> [WHAT TO DO] Every entry that follows must be written out exactly, apart from its pictures.

> [Stored items from a collection]
########################################
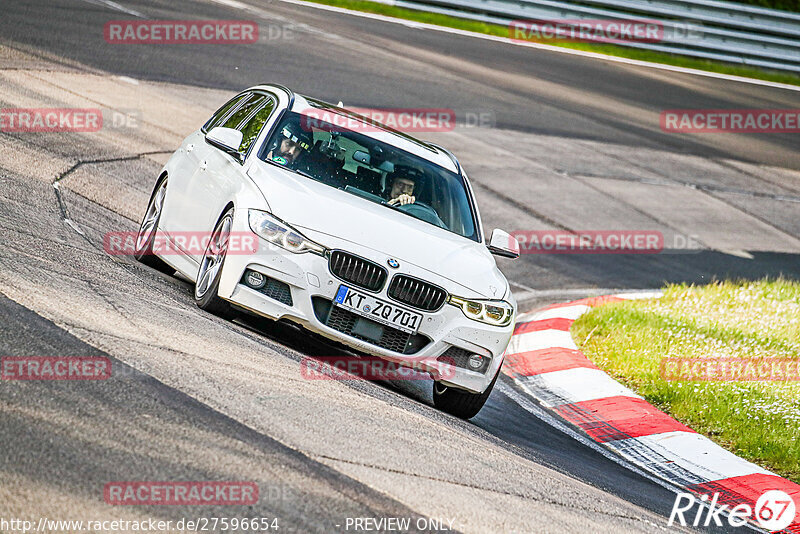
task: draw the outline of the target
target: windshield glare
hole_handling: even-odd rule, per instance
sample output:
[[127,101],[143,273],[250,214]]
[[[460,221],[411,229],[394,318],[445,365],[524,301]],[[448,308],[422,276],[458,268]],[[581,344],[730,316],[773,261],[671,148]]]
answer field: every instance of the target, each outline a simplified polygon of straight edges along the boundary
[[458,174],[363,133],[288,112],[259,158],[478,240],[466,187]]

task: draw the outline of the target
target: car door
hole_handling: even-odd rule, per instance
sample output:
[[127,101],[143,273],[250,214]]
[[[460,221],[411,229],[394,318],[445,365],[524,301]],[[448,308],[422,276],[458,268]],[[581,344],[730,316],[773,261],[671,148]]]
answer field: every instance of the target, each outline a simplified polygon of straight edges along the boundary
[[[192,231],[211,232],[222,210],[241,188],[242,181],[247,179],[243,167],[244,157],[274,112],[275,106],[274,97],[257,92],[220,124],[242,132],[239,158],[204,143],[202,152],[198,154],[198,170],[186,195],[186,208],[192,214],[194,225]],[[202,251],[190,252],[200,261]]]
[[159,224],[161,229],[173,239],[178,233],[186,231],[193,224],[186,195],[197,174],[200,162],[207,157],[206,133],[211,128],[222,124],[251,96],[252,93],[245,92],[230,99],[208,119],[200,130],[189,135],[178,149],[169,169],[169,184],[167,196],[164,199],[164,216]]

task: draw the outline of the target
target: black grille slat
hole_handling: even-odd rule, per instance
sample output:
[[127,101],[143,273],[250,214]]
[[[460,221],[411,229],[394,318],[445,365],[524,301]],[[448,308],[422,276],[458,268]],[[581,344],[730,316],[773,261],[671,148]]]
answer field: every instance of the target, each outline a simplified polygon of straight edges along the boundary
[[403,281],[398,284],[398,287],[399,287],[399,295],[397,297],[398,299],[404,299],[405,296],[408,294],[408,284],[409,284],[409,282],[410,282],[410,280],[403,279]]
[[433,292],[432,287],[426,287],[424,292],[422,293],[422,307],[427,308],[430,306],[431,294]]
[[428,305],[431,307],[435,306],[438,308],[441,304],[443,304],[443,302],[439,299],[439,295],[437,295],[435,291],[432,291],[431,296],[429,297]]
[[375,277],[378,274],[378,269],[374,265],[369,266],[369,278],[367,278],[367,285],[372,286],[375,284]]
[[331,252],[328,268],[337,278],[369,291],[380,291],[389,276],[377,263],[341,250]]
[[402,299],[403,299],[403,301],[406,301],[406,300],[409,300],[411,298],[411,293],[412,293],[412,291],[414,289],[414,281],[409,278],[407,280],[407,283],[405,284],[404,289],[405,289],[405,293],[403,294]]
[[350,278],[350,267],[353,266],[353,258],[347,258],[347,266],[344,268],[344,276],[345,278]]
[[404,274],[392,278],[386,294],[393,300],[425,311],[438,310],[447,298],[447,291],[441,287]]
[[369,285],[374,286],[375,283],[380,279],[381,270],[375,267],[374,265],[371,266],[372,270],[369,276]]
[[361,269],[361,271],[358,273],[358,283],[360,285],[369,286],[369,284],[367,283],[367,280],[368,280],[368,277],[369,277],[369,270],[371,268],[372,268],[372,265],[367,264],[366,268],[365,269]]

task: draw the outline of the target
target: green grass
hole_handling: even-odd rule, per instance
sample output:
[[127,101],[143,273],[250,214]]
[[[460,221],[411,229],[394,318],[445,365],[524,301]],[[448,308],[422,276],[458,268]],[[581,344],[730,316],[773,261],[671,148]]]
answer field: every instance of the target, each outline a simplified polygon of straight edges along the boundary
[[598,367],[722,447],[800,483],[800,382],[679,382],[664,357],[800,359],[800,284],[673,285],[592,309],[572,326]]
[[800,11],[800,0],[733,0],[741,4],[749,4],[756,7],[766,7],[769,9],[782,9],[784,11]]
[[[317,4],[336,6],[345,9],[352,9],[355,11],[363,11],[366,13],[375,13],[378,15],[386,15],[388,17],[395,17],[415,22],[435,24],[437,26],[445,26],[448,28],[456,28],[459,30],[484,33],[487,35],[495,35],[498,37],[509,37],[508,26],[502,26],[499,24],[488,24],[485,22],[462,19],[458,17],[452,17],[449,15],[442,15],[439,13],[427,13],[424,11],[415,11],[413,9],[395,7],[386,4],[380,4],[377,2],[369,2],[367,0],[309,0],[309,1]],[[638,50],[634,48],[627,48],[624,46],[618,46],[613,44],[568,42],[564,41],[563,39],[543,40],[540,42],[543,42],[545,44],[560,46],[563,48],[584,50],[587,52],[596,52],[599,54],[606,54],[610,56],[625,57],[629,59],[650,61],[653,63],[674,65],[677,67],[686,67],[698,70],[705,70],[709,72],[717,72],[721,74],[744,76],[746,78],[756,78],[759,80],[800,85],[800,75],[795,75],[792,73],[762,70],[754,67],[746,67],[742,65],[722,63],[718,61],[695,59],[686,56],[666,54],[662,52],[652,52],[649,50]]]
########################################
> [EXERCISE ANSWER]
task: draw the outline of the target
target: windshield glare
hole_handling: even-odd rule, per instance
sample output:
[[127,101],[143,273],[250,214]]
[[[460,221],[411,229],[394,318],[445,365],[524,301]],[[448,308],[422,276],[458,268]],[[581,344],[730,316],[773,261],[671,148]]]
answer field: every instance of the target, each outline a simplified polygon of straight edges along the boundary
[[458,174],[363,133],[288,112],[259,158],[478,240],[466,187]]

task: draw the outline of the target
target: car door
hole_handling: even-odd rule, per instance
sample output:
[[127,101],[143,273],[250,214]]
[[[460,221],[411,229],[394,318],[445,365],[524,301]],[[448,308],[422,276],[458,268]],[[581,344],[730,316],[773,261],[671,148]]]
answer field: every instance of the target, each outline a simplified polygon of straight edges along the boundary
[[[192,231],[211,232],[222,210],[241,188],[242,181],[247,179],[243,167],[244,157],[274,112],[275,106],[274,97],[257,92],[220,124],[242,132],[239,158],[204,143],[202,152],[198,154],[198,170],[186,195],[186,208],[192,214],[194,225]],[[202,251],[190,252],[200,261]]]
[[159,224],[161,229],[173,239],[178,233],[186,231],[193,224],[186,195],[197,174],[200,162],[207,157],[206,133],[211,128],[222,124],[251,96],[252,93],[245,92],[230,99],[208,119],[200,130],[189,135],[178,149],[169,169],[169,184],[167,196],[164,199],[164,216]]

task: draw the outline of the target
target: black grille slat
hole_handling: even-odd rule, per instance
sample output:
[[127,101],[143,273],[250,214]]
[[[460,221],[411,229],[394,318],[445,365],[524,301]],[[448,308],[422,276],[458,268]],[[581,344],[730,316],[773,261],[671,148]]]
answer field: every instance of the target, each outline a simplified polygon of straight edges along the boundary
[[403,281],[398,284],[398,287],[399,287],[399,295],[397,297],[398,299],[404,299],[405,296],[408,294],[408,284],[409,284],[409,282],[410,282],[410,280],[403,279]]
[[433,292],[432,287],[426,287],[424,292],[422,293],[422,307],[427,308],[430,306],[431,294]]
[[428,305],[431,307],[435,306],[438,308],[441,304],[443,304],[443,302],[439,299],[439,295],[437,295],[435,291],[432,291],[431,296],[429,297]]
[[375,277],[378,274],[378,269],[374,265],[369,266],[369,278],[367,278],[367,285],[372,286],[375,284]]
[[331,252],[328,268],[337,278],[369,291],[380,291],[389,276],[377,263],[341,250]]
[[402,299],[403,299],[403,301],[406,301],[406,300],[409,300],[411,298],[411,293],[412,293],[412,291],[414,289],[414,281],[409,278],[407,280],[407,283],[405,284],[404,289],[405,289],[405,293],[403,294]]
[[350,278],[350,267],[353,266],[353,258],[347,258],[347,266],[344,268],[344,276],[345,278]]
[[404,274],[392,278],[386,294],[393,300],[425,311],[438,310],[447,298],[447,291],[441,287]]
[[369,285],[374,286],[375,283],[380,279],[381,270],[375,267],[374,265],[371,266],[372,270],[369,276]]
[[361,269],[361,271],[358,273],[358,283],[360,285],[369,286],[369,284],[367,283],[367,280],[368,280],[368,277],[369,277],[369,270],[371,268],[372,268],[372,265],[367,264],[366,268],[365,269]]

task: draw the outline of the target
target: green grass
hole_handling: even-odd rule, per instance
sample output:
[[127,101],[143,273],[250,214]]
[[[460,221],[411,229],[394,318],[445,365],[524,301]],[[448,308],[422,276],[458,268]],[[581,344],[730,316],[773,261],[671,148]]]
answer field: every instance of the target, each outline a simplified polygon of straight edges along the boundary
[[598,367],[722,447],[800,483],[800,382],[679,382],[664,357],[800,359],[800,284],[673,285],[592,309],[572,326]]
[[800,11],[800,0],[733,0],[741,4],[749,4],[756,7],[766,7],[769,9],[782,9],[784,11]]
[[[317,4],[336,6],[345,9],[352,9],[355,11],[363,11],[366,13],[375,13],[378,15],[386,15],[388,17],[395,17],[415,22],[435,24],[437,26],[445,26],[448,28],[456,28],[459,30],[484,33],[487,35],[495,35],[498,37],[509,37],[508,26],[502,26],[499,24],[488,24],[485,22],[462,19],[458,17],[452,17],[449,15],[442,15],[439,13],[427,13],[424,11],[415,11],[413,9],[395,7],[386,4],[380,4],[377,2],[369,2],[367,0],[309,0],[309,1]],[[638,50],[634,48],[627,48],[624,46],[618,46],[613,44],[568,42],[564,41],[563,39],[543,40],[540,42],[543,42],[545,44],[560,46],[563,48],[584,50],[587,52],[596,52],[599,54],[606,54],[610,56],[625,57],[629,59],[650,61],[653,63],[674,65],[677,67],[686,67],[698,70],[705,70],[709,72],[717,72],[721,74],[744,76],[746,78],[756,78],[759,80],[800,85],[800,75],[795,75],[792,73],[762,70],[754,67],[746,67],[742,65],[722,63],[718,61],[695,59],[686,56],[666,54],[662,52],[652,52],[649,50]]]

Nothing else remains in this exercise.